YOUR OBJECTIVE
Write out again, exactly, the lines below starting at the one with "Task: indicate the man in dark" and ending at the one with "Task: indicate the white dress".
** DATASET follows **
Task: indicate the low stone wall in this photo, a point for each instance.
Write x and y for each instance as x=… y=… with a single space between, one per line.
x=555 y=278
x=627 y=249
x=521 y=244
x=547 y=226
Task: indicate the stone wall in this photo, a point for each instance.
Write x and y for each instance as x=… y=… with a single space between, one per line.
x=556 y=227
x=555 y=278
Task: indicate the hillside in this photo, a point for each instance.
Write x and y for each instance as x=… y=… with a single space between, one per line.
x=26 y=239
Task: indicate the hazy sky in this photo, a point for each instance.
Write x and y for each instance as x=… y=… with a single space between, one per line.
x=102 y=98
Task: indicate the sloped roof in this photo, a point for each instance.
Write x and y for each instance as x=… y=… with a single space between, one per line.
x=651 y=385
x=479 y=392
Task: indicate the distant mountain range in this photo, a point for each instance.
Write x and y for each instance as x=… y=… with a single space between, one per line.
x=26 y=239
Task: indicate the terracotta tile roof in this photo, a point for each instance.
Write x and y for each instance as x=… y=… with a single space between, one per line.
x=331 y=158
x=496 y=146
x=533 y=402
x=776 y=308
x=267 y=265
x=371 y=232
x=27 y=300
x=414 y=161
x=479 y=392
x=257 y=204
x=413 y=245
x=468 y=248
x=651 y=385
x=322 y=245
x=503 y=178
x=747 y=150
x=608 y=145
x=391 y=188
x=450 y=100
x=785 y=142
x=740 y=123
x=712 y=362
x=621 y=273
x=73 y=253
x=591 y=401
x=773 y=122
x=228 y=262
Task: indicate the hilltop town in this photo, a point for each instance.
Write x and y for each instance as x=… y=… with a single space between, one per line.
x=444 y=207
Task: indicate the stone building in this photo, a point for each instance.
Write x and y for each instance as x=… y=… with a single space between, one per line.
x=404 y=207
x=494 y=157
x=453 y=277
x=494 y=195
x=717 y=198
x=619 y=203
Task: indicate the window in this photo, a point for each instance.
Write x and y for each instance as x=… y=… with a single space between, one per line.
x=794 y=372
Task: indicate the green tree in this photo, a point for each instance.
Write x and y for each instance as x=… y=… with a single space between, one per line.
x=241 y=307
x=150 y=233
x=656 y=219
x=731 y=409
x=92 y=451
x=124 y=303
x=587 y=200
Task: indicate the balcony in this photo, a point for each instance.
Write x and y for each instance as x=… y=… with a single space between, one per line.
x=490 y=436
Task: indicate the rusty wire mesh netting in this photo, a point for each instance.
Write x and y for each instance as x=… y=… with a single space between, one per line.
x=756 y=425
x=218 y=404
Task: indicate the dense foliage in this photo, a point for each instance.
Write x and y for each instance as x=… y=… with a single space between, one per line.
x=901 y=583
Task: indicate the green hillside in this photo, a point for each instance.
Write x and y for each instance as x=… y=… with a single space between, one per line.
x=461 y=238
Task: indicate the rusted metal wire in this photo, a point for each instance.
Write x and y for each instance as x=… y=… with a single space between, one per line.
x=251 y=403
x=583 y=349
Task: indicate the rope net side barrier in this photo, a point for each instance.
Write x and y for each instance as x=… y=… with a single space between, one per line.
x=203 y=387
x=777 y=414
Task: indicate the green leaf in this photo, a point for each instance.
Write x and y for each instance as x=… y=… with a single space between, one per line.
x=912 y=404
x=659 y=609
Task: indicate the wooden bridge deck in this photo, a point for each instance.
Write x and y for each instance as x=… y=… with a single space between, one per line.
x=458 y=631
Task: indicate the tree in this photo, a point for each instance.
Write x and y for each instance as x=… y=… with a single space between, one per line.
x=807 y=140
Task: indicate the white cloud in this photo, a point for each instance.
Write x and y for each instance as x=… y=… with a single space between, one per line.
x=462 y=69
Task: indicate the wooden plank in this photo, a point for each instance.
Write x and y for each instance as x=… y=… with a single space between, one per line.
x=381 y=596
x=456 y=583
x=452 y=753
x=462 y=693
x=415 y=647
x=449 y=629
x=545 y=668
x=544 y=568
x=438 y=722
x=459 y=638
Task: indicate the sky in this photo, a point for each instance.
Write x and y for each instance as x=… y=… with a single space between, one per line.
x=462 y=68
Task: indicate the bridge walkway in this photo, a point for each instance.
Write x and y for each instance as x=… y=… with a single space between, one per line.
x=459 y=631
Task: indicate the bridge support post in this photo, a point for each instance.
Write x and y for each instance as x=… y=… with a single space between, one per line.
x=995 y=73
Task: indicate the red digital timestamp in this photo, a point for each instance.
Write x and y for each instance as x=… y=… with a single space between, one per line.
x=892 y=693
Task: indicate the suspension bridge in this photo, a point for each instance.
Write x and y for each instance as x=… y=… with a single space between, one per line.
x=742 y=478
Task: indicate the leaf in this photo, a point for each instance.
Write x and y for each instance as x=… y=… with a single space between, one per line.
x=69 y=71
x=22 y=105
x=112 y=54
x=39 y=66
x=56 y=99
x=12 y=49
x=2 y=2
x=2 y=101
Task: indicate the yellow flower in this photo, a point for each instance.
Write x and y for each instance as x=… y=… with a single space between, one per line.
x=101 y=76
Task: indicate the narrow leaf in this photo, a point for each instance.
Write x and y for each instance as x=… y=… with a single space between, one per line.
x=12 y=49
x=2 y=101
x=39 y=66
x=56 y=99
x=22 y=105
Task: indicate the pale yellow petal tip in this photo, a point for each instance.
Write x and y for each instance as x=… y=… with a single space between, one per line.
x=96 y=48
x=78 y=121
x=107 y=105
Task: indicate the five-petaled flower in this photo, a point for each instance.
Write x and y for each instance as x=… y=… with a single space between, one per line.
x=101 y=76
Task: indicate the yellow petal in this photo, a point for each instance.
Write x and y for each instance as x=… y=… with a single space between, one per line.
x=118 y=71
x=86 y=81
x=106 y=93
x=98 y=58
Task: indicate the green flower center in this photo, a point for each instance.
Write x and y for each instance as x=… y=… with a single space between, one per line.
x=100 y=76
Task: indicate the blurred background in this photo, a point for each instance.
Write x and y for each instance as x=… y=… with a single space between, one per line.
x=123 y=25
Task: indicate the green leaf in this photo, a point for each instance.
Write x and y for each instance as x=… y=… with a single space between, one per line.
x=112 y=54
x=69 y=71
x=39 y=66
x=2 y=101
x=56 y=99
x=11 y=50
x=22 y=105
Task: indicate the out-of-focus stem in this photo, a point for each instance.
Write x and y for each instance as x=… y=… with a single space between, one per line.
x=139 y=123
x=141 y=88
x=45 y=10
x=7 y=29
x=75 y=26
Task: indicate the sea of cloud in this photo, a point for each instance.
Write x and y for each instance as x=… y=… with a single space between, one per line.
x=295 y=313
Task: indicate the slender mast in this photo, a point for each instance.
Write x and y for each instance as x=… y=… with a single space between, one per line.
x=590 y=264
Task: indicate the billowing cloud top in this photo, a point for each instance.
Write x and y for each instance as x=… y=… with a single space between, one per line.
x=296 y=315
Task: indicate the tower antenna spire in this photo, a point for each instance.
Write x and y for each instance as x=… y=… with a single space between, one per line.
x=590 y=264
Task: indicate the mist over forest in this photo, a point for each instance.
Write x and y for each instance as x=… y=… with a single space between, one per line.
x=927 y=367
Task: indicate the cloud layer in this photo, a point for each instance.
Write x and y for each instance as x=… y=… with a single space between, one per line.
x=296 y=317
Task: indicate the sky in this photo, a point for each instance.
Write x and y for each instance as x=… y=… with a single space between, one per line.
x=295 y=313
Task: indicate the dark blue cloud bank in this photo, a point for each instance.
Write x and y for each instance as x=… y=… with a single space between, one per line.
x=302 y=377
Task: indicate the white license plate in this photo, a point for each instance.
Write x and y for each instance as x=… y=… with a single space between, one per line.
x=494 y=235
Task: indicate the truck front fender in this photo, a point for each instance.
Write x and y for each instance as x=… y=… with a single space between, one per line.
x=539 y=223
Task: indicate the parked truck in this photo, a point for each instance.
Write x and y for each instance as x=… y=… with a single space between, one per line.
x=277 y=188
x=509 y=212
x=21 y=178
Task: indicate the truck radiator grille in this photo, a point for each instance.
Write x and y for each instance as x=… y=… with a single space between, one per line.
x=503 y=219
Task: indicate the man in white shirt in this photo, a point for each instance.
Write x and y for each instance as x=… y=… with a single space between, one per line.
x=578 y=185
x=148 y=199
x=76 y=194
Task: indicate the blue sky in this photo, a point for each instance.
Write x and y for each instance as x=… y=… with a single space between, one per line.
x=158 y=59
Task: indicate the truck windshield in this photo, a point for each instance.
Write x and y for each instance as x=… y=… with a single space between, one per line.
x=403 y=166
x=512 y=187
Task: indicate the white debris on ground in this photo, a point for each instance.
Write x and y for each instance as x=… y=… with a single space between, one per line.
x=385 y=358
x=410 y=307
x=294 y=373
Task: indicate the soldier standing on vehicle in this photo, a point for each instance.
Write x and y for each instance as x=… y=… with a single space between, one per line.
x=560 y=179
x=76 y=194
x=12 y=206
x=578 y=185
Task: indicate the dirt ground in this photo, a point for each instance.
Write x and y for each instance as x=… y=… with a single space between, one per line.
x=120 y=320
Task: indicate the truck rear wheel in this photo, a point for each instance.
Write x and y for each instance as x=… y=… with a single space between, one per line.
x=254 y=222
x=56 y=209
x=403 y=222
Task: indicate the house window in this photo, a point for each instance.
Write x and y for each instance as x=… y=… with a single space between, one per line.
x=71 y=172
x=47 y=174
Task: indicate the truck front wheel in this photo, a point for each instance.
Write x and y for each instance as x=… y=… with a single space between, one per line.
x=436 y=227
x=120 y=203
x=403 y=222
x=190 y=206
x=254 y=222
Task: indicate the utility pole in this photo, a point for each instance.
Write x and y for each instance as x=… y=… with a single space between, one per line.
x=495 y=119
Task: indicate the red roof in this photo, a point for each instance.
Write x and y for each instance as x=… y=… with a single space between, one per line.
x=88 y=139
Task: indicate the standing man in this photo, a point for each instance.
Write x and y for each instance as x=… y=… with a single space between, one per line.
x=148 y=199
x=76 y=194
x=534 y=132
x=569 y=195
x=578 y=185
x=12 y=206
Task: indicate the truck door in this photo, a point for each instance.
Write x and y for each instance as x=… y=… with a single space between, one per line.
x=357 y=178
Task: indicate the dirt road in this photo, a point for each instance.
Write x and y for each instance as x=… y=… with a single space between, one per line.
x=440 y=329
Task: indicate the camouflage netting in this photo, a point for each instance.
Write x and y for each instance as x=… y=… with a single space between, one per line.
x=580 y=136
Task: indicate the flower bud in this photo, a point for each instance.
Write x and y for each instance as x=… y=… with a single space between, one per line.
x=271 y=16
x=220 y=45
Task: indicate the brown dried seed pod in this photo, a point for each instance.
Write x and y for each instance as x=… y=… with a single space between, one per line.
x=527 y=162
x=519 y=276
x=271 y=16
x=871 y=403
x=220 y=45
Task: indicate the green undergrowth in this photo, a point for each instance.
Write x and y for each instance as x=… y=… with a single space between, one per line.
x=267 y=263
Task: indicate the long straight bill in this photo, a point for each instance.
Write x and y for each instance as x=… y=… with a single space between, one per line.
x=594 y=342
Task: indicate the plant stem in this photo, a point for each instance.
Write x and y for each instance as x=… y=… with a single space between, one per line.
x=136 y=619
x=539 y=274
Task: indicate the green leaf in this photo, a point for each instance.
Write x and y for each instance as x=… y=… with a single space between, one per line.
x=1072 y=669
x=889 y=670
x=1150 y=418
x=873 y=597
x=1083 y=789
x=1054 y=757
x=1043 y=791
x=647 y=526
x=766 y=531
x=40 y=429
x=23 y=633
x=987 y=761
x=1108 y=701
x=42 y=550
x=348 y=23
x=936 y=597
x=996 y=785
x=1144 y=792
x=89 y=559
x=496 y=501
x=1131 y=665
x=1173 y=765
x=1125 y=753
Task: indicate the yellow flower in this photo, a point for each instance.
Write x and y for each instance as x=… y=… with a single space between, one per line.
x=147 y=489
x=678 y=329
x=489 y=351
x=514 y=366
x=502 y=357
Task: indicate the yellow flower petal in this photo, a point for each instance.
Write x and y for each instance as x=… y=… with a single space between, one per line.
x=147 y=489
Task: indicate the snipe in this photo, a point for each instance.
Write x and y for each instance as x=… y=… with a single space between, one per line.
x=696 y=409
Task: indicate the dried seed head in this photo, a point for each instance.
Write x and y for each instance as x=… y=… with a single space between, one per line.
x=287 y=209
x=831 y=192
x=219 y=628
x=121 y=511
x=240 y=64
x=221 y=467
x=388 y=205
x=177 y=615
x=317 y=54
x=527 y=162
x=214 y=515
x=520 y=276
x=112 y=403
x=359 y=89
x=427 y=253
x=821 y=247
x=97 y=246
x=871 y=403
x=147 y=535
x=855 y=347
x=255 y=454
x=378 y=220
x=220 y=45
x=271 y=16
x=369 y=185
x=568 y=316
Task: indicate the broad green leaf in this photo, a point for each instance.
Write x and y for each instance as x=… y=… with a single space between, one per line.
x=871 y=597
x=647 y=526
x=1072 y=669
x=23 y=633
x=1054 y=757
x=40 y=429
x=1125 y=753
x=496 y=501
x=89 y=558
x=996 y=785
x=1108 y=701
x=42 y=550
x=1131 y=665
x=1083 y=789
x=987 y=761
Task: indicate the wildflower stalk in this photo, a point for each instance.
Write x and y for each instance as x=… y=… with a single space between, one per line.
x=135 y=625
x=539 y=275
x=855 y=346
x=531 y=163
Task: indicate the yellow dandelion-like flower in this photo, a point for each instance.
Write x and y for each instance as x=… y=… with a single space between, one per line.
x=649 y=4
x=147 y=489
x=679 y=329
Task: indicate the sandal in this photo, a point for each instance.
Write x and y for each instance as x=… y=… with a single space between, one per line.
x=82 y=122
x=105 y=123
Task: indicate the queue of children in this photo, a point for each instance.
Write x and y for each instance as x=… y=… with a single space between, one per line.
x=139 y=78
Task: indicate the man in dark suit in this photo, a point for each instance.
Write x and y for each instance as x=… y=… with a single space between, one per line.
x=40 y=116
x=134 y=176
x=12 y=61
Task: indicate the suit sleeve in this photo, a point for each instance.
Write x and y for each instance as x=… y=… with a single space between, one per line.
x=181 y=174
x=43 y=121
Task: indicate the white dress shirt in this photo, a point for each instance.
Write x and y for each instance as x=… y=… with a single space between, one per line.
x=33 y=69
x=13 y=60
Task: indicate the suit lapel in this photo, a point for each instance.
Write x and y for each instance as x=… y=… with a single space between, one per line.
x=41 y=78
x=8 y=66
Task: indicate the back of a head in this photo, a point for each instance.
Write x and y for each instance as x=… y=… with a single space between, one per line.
** End of DATASET **
WRITTEN ANSWER
Task: indicate the man in dark suit in this photo, a point for each instance.
Write x and y for each instance as x=… y=… with a single space between, one per line.
x=40 y=116
x=134 y=176
x=12 y=61
Task: indicate the suit sleeve in this photo, a point for each instance.
Write x and y for each instance as x=… y=… with a single space between, one per line.
x=181 y=174
x=43 y=121
Task: indicate the white dress shirt in this photo, a point for each instance.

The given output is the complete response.